» WHAT THE TASK REQUIRES
Give back the lines from the one containing "Tag any visible cupped" through the end of the records, inclusive, with "cupped hand" swapped for "closed fist" and nothing else altered.

» RECORDS PROVIDED
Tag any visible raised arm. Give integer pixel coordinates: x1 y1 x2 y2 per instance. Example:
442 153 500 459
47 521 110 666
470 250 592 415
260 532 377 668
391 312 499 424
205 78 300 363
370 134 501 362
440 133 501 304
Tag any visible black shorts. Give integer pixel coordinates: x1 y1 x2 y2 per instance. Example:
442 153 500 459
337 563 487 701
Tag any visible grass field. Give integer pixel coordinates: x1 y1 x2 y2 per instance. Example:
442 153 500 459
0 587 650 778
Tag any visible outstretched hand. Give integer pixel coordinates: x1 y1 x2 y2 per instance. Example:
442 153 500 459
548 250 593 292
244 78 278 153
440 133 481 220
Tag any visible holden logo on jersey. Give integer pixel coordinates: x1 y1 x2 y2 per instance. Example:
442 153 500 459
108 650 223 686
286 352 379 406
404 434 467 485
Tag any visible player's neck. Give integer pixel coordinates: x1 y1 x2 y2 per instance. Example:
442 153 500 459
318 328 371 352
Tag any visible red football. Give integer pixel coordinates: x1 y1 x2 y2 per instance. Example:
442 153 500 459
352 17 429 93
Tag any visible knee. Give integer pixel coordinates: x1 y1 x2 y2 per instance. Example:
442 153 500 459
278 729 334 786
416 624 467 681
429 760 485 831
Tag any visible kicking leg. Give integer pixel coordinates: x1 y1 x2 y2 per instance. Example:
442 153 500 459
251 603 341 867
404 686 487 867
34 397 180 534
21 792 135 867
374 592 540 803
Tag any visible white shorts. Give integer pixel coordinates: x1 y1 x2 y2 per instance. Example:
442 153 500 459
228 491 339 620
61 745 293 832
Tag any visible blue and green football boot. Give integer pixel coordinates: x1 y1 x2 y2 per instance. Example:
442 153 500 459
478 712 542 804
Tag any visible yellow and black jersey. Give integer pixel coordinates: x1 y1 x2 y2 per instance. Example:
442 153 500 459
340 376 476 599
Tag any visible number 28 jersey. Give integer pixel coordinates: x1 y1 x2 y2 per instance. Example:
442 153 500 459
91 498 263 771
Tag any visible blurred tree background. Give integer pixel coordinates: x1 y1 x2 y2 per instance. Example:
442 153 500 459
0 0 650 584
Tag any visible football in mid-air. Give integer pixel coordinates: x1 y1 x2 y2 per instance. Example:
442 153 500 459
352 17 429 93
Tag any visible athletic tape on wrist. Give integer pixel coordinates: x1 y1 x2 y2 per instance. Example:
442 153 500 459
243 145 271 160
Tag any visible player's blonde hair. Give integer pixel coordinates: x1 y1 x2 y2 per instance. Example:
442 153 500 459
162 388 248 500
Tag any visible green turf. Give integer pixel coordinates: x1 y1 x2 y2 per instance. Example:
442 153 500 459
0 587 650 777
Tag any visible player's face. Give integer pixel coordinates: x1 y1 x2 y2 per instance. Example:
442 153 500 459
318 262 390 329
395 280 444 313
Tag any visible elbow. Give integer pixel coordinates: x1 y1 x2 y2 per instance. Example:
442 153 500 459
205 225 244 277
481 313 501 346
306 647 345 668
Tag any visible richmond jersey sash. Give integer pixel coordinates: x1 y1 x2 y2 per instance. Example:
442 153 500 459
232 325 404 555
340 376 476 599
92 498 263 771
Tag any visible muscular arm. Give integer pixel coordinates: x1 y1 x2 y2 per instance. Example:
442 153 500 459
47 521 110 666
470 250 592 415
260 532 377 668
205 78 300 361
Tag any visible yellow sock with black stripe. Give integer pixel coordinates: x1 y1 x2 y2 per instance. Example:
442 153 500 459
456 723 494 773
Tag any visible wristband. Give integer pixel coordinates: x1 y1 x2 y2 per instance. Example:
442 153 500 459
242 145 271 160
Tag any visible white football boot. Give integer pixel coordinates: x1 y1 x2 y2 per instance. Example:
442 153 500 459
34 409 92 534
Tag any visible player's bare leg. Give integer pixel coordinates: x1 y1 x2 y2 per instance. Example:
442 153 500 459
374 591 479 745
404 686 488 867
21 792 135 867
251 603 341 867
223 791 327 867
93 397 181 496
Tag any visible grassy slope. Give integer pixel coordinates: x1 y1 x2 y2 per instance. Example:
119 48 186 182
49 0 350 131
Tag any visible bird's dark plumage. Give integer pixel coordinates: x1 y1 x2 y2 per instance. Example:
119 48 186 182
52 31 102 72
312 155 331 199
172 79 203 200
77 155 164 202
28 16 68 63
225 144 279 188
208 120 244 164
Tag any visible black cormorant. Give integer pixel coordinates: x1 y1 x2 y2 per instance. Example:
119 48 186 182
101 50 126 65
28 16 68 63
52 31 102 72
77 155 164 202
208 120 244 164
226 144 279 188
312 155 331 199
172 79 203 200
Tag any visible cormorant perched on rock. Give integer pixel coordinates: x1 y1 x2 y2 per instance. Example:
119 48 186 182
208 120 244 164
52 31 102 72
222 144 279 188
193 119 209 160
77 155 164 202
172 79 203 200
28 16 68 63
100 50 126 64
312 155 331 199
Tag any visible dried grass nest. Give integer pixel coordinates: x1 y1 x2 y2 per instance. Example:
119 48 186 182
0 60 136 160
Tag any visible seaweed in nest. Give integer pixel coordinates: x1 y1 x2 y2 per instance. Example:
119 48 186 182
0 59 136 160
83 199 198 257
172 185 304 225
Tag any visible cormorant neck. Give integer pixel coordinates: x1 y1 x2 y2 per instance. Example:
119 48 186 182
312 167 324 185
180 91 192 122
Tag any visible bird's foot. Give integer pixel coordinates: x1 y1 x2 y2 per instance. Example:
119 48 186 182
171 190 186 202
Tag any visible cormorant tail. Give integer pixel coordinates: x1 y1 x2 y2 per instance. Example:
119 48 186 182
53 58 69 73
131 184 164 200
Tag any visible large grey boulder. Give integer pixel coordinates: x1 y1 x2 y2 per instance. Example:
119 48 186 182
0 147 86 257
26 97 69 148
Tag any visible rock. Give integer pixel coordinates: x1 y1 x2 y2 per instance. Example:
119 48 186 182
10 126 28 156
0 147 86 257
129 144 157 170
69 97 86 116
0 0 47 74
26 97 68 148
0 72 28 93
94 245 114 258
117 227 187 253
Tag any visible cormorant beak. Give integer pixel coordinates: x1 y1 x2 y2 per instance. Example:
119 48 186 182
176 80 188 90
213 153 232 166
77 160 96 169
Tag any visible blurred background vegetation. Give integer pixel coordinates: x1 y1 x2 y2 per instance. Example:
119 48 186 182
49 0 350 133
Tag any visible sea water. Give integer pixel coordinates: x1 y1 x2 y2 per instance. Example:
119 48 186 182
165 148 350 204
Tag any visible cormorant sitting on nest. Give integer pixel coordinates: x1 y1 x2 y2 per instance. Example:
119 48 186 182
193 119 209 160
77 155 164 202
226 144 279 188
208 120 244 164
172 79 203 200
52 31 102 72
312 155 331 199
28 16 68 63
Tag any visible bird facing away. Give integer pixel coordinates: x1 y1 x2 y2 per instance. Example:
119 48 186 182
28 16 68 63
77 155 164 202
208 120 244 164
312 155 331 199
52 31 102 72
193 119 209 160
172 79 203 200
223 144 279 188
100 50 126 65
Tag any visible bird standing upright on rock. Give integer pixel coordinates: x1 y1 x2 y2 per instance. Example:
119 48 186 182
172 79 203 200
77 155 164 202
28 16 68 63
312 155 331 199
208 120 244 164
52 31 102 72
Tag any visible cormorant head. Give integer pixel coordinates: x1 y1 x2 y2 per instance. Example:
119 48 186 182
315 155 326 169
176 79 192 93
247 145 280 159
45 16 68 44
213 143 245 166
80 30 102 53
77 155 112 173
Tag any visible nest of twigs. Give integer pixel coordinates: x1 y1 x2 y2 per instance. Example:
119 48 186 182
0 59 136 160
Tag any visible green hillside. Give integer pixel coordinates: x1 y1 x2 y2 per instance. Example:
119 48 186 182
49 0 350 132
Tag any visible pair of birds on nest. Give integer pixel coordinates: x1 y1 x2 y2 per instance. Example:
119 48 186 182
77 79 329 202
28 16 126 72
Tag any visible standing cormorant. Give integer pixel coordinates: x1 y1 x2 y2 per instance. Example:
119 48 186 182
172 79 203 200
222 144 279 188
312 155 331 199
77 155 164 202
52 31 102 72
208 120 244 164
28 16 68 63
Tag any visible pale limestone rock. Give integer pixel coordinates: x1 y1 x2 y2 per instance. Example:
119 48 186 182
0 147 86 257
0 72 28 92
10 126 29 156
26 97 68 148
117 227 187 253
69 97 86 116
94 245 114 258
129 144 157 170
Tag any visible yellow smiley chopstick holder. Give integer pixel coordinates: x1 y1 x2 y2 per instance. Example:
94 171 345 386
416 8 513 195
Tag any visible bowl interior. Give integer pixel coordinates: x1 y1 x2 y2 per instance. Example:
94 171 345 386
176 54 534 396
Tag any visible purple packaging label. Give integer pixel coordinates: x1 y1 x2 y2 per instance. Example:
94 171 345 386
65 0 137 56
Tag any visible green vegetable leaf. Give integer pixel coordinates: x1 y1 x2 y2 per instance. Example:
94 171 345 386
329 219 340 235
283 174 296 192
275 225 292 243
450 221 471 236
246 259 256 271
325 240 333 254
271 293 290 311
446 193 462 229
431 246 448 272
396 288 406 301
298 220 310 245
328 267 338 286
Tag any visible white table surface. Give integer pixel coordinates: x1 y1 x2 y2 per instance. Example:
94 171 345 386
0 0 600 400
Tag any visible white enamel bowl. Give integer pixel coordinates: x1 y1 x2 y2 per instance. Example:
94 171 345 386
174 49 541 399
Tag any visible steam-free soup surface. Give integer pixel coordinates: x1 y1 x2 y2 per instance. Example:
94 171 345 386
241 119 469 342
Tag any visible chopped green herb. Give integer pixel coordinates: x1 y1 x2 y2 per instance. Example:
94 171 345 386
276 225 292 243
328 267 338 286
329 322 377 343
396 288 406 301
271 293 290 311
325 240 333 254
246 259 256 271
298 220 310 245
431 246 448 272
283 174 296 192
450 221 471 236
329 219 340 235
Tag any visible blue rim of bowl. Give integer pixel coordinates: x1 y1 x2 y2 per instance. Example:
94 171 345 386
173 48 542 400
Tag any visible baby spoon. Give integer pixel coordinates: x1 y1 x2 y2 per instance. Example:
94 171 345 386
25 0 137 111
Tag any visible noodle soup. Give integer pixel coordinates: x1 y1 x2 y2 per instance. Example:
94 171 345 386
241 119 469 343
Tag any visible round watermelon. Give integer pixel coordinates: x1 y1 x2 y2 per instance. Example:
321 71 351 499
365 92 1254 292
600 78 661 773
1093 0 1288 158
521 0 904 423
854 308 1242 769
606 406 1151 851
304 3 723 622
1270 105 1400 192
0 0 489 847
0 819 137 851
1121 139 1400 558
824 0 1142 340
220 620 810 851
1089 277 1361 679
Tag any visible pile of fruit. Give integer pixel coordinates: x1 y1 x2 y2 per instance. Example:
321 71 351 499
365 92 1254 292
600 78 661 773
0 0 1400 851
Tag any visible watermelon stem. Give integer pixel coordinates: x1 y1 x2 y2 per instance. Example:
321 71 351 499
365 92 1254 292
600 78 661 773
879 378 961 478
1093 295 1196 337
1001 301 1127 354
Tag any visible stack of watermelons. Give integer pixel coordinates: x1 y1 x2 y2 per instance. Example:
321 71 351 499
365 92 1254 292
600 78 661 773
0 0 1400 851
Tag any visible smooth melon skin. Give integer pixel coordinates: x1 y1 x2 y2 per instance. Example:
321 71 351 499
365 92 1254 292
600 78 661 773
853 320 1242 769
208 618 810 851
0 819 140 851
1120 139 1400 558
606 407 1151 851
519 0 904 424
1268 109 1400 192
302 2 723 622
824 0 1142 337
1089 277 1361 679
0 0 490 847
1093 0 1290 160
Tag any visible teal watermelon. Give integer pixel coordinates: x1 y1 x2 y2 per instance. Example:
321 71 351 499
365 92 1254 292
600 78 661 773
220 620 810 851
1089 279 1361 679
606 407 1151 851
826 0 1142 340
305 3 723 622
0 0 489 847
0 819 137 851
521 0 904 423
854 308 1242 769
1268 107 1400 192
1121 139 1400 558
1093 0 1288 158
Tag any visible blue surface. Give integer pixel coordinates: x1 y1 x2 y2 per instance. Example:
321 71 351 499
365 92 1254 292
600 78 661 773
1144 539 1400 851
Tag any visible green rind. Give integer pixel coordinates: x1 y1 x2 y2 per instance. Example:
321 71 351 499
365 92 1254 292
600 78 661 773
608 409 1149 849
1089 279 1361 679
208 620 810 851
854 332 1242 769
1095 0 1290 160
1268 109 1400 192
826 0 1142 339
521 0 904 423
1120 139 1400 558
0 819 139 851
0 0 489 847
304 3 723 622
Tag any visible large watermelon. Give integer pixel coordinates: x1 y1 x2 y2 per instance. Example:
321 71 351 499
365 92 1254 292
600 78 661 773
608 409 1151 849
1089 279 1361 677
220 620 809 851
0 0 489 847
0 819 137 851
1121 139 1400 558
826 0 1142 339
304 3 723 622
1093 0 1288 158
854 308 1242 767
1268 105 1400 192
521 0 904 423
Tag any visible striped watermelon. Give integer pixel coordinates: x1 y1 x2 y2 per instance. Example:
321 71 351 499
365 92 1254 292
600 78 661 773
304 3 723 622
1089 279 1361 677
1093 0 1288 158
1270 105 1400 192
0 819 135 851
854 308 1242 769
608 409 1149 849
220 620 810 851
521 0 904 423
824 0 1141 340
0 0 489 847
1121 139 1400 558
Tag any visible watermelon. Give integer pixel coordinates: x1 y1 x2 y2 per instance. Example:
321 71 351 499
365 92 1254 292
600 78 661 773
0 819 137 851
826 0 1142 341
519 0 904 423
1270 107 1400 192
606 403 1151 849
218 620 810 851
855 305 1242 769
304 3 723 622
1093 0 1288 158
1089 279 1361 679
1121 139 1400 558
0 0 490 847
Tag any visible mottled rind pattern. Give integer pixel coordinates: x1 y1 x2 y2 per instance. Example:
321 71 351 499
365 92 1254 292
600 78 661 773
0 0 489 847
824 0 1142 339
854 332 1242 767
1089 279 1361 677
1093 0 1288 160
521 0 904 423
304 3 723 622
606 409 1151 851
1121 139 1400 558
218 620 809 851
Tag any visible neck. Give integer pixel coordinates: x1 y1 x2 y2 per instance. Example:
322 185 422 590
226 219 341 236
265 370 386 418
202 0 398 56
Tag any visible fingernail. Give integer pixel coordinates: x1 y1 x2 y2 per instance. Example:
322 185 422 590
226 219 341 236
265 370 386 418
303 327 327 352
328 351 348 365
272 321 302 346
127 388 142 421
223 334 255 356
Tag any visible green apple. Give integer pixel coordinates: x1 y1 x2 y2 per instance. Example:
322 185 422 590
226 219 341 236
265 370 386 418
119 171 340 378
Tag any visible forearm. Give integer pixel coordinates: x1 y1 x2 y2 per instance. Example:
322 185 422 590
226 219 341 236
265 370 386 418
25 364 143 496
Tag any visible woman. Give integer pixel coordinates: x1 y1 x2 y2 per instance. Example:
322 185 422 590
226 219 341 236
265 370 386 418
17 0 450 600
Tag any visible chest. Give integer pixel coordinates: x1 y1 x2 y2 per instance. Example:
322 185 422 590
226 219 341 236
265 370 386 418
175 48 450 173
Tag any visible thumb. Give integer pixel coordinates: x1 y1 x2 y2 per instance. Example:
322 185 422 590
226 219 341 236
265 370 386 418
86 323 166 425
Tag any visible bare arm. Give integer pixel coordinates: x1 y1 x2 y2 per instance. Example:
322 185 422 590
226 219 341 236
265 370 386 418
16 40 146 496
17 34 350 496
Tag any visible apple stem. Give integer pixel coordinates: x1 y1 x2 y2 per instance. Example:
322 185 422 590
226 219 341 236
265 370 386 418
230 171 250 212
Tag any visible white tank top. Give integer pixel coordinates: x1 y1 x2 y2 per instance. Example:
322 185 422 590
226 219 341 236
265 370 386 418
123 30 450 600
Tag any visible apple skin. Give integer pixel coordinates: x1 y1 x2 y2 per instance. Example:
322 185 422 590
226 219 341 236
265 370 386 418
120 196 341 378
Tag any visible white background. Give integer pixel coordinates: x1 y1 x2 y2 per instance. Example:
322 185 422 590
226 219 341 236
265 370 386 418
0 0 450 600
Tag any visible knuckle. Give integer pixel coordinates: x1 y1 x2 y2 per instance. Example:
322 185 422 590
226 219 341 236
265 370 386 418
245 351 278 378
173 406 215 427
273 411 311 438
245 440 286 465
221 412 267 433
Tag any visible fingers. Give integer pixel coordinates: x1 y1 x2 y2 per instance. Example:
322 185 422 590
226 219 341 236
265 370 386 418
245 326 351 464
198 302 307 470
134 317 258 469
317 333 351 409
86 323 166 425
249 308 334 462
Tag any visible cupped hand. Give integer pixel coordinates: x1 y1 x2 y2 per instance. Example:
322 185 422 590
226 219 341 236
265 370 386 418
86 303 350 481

» TASK OUTPUT
Tag any visible closed fist. Give integer pixel coordinates: x1 y1 x2 y2 per instance. Example:
322 185 422 590
226 219 341 236
265 370 386 418
86 303 350 481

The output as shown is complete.